### WORK TO BE COMPLETED:
Count how many lines in the data below contain the string "cloud", treating uppercase and lowercase as different, and reply with only that number.

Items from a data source

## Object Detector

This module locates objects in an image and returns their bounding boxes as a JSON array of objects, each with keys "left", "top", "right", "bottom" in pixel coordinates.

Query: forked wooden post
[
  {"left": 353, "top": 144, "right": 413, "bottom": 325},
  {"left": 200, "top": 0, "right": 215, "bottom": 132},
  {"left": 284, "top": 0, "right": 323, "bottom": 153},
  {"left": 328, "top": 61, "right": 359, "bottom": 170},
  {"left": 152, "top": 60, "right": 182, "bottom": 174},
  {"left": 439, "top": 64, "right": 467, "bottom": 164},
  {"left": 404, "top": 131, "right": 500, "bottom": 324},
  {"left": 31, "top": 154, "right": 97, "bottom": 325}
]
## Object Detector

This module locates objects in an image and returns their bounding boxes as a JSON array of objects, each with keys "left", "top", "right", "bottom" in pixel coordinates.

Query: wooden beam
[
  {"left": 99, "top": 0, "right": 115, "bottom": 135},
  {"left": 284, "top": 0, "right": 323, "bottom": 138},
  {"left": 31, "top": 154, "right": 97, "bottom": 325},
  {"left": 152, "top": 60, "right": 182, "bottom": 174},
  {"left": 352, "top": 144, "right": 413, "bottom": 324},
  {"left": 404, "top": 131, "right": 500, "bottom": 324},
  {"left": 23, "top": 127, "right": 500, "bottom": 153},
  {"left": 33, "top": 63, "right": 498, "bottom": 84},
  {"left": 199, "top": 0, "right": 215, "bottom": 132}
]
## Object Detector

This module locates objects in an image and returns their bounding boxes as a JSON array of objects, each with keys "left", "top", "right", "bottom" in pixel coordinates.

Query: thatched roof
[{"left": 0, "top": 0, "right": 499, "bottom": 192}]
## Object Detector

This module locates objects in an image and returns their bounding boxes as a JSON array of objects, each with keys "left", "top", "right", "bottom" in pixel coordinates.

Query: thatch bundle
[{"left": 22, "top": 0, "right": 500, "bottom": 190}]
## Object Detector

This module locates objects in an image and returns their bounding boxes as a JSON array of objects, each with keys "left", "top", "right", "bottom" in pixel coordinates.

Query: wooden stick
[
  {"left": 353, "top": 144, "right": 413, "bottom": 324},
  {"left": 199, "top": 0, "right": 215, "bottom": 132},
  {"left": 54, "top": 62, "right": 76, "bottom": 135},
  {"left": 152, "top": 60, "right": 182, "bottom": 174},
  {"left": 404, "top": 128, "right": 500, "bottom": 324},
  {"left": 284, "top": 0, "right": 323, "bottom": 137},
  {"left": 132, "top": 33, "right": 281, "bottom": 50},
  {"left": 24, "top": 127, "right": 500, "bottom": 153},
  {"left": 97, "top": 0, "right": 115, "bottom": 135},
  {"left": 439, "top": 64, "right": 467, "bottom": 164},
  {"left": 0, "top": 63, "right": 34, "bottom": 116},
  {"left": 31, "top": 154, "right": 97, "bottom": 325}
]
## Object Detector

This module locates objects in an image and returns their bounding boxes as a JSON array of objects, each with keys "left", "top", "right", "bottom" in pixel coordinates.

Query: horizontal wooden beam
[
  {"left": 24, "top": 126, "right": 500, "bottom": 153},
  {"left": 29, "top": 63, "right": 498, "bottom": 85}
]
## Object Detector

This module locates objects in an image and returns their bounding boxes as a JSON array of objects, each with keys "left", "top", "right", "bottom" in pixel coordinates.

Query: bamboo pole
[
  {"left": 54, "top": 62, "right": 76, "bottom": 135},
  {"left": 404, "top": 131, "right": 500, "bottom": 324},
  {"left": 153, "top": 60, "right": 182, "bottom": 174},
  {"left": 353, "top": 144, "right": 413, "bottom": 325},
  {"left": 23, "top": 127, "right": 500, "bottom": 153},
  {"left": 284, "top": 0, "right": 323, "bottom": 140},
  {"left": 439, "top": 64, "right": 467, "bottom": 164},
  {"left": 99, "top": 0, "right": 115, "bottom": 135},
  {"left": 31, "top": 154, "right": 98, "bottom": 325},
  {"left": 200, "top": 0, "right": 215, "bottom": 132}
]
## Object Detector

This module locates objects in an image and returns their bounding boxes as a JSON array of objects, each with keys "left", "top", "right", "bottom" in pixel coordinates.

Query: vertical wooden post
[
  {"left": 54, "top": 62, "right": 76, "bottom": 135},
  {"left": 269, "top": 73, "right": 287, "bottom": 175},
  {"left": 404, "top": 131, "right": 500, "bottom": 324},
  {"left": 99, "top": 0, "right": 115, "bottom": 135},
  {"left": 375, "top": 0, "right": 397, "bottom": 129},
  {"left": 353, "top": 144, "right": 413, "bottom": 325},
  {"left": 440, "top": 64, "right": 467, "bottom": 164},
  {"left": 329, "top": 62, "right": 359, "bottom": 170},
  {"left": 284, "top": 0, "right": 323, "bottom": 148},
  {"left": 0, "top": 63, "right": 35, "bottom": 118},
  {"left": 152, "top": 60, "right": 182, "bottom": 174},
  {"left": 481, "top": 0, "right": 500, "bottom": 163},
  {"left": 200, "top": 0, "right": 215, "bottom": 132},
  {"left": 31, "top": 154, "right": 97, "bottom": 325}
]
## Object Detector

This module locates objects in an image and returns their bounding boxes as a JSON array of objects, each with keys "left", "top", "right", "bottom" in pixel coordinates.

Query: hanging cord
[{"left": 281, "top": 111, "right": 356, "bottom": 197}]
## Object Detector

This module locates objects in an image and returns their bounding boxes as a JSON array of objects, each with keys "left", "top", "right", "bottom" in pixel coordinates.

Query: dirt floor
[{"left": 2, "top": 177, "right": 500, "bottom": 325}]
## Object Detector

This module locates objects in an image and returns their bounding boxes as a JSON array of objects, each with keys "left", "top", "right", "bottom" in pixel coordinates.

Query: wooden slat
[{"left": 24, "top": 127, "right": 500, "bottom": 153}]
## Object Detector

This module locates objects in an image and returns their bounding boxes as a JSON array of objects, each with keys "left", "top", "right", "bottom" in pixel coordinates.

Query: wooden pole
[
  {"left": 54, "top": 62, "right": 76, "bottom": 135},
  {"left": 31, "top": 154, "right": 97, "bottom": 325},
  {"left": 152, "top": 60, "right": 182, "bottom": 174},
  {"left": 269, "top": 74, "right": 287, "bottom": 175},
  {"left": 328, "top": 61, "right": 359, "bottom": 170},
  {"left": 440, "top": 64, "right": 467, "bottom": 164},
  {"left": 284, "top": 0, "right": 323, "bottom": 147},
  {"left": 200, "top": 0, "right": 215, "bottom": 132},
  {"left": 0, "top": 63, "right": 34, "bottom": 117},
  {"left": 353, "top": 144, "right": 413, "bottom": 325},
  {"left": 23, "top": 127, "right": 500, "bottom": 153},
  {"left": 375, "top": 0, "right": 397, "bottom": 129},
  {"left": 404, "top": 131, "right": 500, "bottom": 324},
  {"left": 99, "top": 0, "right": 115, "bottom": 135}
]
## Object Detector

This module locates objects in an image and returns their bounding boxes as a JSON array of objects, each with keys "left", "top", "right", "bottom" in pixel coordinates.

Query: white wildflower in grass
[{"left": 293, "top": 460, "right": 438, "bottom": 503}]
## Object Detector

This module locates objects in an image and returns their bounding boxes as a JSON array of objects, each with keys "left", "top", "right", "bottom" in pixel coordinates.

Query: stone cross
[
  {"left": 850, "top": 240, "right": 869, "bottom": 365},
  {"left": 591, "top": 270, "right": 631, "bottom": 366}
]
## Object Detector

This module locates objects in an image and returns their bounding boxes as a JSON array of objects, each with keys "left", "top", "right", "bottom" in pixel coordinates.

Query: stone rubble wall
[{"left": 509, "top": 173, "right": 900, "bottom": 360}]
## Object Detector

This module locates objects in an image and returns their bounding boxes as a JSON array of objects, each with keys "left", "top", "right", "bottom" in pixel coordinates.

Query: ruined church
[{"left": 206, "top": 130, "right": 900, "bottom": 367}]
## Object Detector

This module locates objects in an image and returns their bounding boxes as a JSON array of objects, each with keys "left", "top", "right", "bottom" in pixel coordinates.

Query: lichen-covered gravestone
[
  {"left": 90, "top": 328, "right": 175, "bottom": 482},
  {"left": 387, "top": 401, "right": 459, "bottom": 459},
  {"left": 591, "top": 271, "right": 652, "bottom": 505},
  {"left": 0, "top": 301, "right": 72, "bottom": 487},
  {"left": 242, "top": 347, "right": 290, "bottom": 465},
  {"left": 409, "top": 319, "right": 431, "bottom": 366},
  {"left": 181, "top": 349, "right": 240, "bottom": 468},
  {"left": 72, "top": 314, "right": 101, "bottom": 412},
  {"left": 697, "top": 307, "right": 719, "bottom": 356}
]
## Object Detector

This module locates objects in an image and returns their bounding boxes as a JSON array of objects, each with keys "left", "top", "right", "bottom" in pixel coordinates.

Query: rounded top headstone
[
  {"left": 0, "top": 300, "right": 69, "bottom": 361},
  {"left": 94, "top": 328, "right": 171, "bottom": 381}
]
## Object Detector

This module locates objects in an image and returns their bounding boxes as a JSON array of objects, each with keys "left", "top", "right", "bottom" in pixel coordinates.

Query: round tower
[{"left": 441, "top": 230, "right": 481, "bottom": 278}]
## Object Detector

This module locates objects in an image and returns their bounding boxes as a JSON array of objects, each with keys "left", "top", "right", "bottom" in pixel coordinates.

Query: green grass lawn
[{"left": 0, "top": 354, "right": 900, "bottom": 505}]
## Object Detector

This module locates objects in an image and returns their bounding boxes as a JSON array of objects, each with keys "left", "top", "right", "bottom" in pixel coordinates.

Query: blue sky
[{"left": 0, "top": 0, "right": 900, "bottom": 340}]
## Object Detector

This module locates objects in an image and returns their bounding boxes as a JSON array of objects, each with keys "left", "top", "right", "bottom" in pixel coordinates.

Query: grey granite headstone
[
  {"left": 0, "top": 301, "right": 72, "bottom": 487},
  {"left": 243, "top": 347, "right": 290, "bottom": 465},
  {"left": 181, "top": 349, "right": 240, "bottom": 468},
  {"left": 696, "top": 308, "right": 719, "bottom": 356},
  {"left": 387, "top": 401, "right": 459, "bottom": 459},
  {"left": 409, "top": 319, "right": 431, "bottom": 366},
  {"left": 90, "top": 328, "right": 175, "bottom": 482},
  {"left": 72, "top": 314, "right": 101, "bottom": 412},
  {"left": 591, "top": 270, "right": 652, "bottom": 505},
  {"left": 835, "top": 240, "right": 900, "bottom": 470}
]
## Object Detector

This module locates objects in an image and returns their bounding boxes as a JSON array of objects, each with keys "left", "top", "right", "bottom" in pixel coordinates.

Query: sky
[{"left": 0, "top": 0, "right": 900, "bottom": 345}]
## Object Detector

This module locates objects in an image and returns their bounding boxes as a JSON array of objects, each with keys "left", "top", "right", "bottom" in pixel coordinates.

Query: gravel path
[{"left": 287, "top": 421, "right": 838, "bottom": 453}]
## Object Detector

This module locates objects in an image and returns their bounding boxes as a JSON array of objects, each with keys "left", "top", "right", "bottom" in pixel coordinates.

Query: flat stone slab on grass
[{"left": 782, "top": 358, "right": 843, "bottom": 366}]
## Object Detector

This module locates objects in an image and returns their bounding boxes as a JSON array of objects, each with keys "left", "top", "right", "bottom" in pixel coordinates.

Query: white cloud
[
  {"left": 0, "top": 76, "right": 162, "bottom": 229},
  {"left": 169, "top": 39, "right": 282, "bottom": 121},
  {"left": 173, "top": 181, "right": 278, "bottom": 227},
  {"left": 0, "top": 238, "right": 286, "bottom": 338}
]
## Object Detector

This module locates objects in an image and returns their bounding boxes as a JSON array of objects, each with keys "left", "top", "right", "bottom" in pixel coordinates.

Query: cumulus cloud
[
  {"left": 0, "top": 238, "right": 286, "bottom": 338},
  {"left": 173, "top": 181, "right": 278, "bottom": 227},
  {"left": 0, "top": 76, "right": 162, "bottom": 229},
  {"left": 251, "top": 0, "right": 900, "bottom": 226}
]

### ANSWER FOR THE TASK:
2